### Task to carry out
Quote the records verbatim, starting at the line containing "house, it would be much appreciated." and ending at the line containing "M133 80L132 78L129".

### Data shown
|---|
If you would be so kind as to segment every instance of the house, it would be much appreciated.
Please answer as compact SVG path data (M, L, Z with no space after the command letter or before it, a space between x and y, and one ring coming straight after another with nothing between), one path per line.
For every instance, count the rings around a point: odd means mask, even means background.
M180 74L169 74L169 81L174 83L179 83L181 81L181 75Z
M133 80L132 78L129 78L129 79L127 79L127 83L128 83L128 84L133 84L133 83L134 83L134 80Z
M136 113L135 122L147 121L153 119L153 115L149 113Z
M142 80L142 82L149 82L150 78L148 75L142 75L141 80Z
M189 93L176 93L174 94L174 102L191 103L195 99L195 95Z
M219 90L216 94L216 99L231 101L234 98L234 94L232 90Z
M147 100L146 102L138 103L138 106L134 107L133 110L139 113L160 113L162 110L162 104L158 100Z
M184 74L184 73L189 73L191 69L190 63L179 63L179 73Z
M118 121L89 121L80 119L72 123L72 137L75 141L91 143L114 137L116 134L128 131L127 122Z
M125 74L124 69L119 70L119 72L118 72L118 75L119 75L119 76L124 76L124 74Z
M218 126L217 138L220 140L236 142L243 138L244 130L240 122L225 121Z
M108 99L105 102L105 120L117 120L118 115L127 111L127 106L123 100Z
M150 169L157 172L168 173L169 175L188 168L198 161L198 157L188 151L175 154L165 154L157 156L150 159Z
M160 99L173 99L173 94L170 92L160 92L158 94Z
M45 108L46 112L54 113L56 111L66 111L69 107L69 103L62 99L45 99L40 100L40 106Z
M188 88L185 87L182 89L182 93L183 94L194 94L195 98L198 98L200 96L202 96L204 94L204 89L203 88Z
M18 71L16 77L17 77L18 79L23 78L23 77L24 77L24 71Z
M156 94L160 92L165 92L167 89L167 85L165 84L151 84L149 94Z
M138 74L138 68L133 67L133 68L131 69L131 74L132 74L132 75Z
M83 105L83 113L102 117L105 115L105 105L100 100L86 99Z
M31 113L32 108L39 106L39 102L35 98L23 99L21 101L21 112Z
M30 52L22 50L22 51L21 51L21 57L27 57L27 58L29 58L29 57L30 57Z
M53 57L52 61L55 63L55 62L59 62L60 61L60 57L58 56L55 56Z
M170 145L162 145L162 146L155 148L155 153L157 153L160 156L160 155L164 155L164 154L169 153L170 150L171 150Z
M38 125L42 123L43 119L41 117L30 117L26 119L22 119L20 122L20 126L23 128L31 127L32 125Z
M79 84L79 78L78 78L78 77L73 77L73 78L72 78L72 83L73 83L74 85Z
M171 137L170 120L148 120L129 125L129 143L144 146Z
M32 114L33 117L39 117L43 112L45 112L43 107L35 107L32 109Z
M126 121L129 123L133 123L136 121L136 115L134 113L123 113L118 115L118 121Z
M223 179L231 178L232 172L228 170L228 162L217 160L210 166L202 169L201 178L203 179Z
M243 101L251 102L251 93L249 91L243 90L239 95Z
|---|
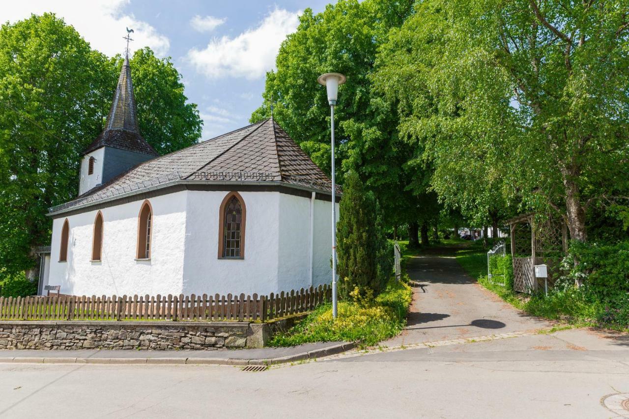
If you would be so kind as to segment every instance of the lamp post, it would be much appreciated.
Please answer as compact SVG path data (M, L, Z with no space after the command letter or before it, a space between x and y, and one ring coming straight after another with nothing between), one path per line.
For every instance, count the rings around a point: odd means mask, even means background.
|---|
### Reply
If you would be so kind as to segment every instance of the house, it would be much appreciated.
Please answer as compact SVG path data (M, L, Z with no space after the command letter or before it, a space between x and y, and one ring coming straight after another with nothing between), one path per line.
For every instance, count the rings around a point: odd means mask, even means background.
M180 74L169 74L169 81L174 83L179 83L181 81L181 75Z
M133 80L132 78L129 78L129 79L127 79L127 83L128 83L128 84L133 84L133 83L134 83L134 80Z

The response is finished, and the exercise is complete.